─── Listed entries ───
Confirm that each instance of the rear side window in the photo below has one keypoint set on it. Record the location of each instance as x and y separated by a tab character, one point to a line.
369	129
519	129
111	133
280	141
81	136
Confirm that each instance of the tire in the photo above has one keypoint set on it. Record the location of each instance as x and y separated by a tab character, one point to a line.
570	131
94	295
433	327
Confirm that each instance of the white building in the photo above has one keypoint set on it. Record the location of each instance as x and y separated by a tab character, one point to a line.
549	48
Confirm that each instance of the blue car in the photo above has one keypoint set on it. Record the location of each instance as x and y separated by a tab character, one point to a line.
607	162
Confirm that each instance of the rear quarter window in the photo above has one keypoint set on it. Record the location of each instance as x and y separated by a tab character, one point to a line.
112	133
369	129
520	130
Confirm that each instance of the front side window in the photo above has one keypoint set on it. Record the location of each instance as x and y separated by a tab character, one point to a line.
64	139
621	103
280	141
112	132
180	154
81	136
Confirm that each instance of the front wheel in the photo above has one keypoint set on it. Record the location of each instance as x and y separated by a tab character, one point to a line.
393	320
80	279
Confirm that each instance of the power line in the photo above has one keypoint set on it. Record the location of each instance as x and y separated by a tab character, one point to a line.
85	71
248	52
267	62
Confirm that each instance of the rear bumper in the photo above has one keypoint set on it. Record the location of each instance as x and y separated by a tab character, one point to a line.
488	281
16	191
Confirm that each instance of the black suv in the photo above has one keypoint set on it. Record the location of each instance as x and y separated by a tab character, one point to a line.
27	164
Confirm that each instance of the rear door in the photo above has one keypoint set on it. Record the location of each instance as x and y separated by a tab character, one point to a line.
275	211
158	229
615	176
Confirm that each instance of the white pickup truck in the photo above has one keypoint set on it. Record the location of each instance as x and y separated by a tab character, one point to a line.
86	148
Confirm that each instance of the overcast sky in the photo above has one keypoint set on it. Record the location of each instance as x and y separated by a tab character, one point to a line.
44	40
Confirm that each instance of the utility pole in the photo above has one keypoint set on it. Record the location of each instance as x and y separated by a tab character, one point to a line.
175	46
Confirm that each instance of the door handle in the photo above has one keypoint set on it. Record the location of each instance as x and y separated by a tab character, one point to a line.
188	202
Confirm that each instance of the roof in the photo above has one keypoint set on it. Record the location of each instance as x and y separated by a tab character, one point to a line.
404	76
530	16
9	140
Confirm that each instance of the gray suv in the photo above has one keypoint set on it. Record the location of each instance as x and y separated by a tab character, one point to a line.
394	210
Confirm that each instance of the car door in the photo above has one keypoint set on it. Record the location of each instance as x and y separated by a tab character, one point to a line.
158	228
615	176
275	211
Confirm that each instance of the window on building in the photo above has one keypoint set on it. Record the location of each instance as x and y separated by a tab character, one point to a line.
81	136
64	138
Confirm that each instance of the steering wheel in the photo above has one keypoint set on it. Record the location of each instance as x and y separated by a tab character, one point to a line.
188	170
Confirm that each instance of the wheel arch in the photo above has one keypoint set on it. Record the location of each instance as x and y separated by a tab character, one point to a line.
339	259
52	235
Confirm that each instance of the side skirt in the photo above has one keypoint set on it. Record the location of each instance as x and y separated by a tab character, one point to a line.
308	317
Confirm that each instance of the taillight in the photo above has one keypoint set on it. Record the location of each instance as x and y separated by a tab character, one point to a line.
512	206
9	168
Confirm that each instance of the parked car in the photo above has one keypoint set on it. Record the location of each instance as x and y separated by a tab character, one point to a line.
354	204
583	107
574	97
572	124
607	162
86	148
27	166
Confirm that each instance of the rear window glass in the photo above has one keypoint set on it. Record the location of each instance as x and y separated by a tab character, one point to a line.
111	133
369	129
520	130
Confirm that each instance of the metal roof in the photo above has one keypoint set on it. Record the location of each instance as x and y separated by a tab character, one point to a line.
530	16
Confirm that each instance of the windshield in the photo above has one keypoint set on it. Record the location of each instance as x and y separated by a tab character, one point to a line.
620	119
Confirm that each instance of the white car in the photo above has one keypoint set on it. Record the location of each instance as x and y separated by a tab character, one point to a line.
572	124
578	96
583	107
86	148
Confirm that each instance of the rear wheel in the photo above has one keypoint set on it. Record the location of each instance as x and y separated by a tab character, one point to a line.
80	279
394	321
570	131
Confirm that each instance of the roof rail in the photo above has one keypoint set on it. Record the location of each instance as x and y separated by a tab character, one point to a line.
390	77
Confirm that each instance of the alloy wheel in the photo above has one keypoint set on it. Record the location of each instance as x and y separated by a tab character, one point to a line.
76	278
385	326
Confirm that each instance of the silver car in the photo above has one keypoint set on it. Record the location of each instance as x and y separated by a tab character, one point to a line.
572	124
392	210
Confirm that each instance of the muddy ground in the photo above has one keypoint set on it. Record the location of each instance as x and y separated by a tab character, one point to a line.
───
Your instructions: Reproduce everything from the line containing "Confirm that each instance of the silver" down to the end of the records, substituting "wet ground" for "muddy ground" and keeping all else as it is.

Right answer:
Confirm that each instance of the silver car in the photo above has one keypoint set on it. Record the location of each instance as x and y separated by a tab character, one point to a line.
572	124
392	210
Confirm that each instance of the wet ground in the photo above has one keypoint set on it. Record the location of each instance as x and y separated by a tab character, one point to a line.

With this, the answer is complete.